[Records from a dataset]
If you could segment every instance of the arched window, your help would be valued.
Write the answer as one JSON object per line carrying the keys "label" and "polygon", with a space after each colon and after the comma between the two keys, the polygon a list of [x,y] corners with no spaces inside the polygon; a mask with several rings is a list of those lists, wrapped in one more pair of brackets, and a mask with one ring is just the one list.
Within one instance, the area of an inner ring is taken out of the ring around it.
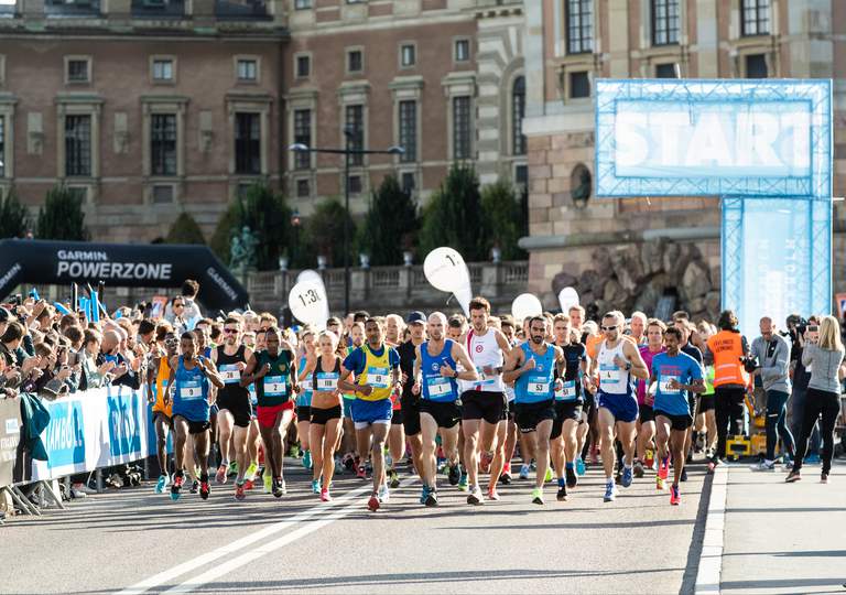
{"label": "arched window", "polygon": [[511,88],[511,147],[513,154],[525,154],[523,117],[525,116],[525,77],[518,76]]}

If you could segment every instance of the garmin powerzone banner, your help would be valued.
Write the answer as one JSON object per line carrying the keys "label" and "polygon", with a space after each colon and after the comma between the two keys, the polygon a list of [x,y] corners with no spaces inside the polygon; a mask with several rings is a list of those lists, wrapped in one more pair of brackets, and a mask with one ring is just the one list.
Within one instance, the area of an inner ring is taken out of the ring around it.
{"label": "garmin powerzone banner", "polygon": [[247,291],[206,246],[0,241],[0,296],[20,283],[102,280],[110,286],[178,288],[186,279],[199,282],[198,300],[208,310],[248,302]]}
{"label": "garmin powerzone banner", "polygon": [[600,79],[597,196],[720,196],[745,333],[832,309],[832,82]]}

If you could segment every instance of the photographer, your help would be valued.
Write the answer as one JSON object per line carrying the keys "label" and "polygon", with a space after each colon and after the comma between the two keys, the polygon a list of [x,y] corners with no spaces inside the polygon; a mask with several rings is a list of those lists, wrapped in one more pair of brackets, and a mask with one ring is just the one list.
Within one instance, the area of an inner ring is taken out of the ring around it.
{"label": "photographer", "polygon": [[751,467],[752,470],[766,472],[776,469],[776,444],[779,437],[791,456],[795,451],[795,443],[785,423],[791,389],[791,346],[784,337],[776,333],[772,318],[761,318],[760,329],[761,336],[752,342],[751,361],[747,371],[760,377],[767,394],[767,454],[763,461]]}

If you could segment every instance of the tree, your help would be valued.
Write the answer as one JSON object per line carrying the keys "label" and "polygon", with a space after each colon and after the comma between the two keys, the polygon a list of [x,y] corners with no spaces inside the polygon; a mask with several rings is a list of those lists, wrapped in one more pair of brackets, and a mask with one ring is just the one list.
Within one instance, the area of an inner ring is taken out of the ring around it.
{"label": "tree", "polygon": [[203,236],[203,230],[197,225],[197,221],[185,213],[180,213],[176,220],[173,221],[171,230],[167,231],[165,238],[166,244],[206,244],[206,238]]}
{"label": "tree", "polygon": [[67,186],[54,186],[47,192],[44,206],[39,209],[35,226],[39,239],[87,241],[83,196]]}
{"label": "tree", "polygon": [[411,250],[419,228],[414,201],[402,191],[397,176],[388,175],[373,192],[359,246],[373,266],[402,264],[402,252]]}
{"label": "tree", "polygon": [[0,196],[0,238],[22,238],[29,225],[30,215],[14,190]]}
{"label": "tree", "polygon": [[[356,224],[337,198],[319,203],[307,223],[307,232],[314,251],[326,257],[327,266],[344,266],[344,223],[349,224],[349,251],[355,249]],[[356,259],[349,255],[350,264]]]}
{"label": "tree", "polygon": [[485,213],[486,253],[497,247],[503,260],[525,258],[518,245],[523,237],[523,207],[514,195],[513,186],[506,180],[481,190],[481,209]]}
{"label": "tree", "polygon": [[484,223],[476,171],[471,165],[455,164],[423,210],[421,252],[449,246],[468,262],[485,259]]}

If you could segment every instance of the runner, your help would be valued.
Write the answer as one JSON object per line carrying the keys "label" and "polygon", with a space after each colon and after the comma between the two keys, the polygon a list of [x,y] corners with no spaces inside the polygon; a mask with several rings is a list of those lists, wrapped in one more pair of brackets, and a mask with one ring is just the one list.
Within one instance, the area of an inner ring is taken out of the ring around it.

■ Given problem:
Copy every entry exactly as written. Pictures are excluded.

■ Solution below:
If you could segment every instance of the arched window, your help would be valued.
Write the answer as one JSON object per line carrying the keys "label" and "polygon", with a space after each colon and after the comma between the two keys, the polygon a list of [x,y] corners with no spaces inside the polygon; a mask with several rings is a list of those lists, wrapped in one more pair of brackets, and a mask with one ring is just the one list.
Within one instance, the area of an inner ring is taken out of the ring around it.
{"label": "arched window", "polygon": [[511,88],[511,147],[513,154],[525,154],[523,117],[525,116],[525,77],[518,76]]}

If you could segment every instance of the garmin powerzone banner, your help would be valued.
Write the answer as one JSON object per line carrying the keys "label" and "polygon", with a space after each colon and after the comma between the two keys, the polygon a list of [x,y] corners with no spaces inside the polygon; a mask with several rings is a list of those lists, wrapped in one more pair of brackets, and a mask with one ring is just the one list.
Within one instance, the area of an inner ring is taken out of the ring around it.
{"label": "garmin powerzone banner", "polygon": [[247,291],[206,246],[0,241],[0,296],[20,283],[102,280],[110,286],[178,288],[186,279],[199,282],[198,300],[208,310],[248,302]]}
{"label": "garmin powerzone banner", "polygon": [[600,79],[597,196],[720,196],[745,333],[832,309],[832,82]]}

If you could segment every instance of the photographer, your help would be valued.
Write the answer as one JSON object per line carrying the keys "label" and "polygon", with a space after each colon and after the comma between the two keys, the polygon a list of [x,y] corners with no spaces inside the polygon; a mask with several rings is a list of those lists, wrapped in one more pair of brackets, and a mask with one ring is just the one list.
Within one instance, the area of an inner ring is taken out of the ring around it.
{"label": "photographer", "polygon": [[751,467],[752,470],[766,472],[776,469],[776,444],[779,437],[791,456],[795,451],[795,443],[785,423],[791,389],[791,346],[784,337],[776,333],[772,318],[761,318],[760,329],[761,336],[752,342],[751,361],[747,371],[760,377],[767,394],[767,454],[763,461]]}

If you could segment every instance of the tree, your help would be valued.
Write the answer as one JSON object per line carrying the keys "label" and "polygon", with a space after each colon and after the comma between the two keys, the polygon a list of [x,y] corners with no spaces inside the polygon; a mask with several rings is a list of those lists, wrapped in one more pair of brackets, and a mask with one ring is just the one list.
Within one instance, the area of an inner ring is taken out of the ring around it.
{"label": "tree", "polygon": [[203,236],[203,230],[197,225],[197,221],[185,213],[180,213],[176,220],[173,221],[171,230],[167,231],[165,238],[166,244],[206,244],[206,238]]}
{"label": "tree", "polygon": [[67,186],[54,186],[47,192],[44,206],[39,209],[35,226],[39,239],[87,241],[83,196]]}
{"label": "tree", "polygon": [[411,250],[419,228],[414,201],[402,191],[397,176],[388,175],[373,192],[359,246],[373,266],[402,264],[402,252]]}
{"label": "tree", "polygon": [[0,196],[0,238],[22,238],[29,225],[30,215],[14,190]]}
{"label": "tree", "polygon": [[[356,224],[337,198],[319,203],[307,223],[307,232],[314,251],[326,257],[327,266],[344,266],[344,223],[349,224],[349,251],[355,249]],[[356,259],[349,255],[350,264]]]}
{"label": "tree", "polygon": [[485,213],[486,253],[497,247],[503,260],[525,258],[518,245],[523,237],[523,207],[514,195],[513,186],[506,180],[481,190],[481,209]]}
{"label": "tree", "polygon": [[484,223],[476,171],[471,165],[455,164],[423,210],[421,252],[449,246],[468,262],[485,259]]}

If you could segment every instance of the runner, your help would be valued.
Write the answer as one JSON object per line carrying the keys "label" and "polygon", with a space after each colon and after the comma between the two keys, the polygon a list of [x,y] corners with no spaces inside the polygon; a mask with several rings is a list of those lists, wrapped in one more pair of brackets, and a mask with one ring is just the one list.
Within one instance, the area of an inner ring is taken out of the ring around it.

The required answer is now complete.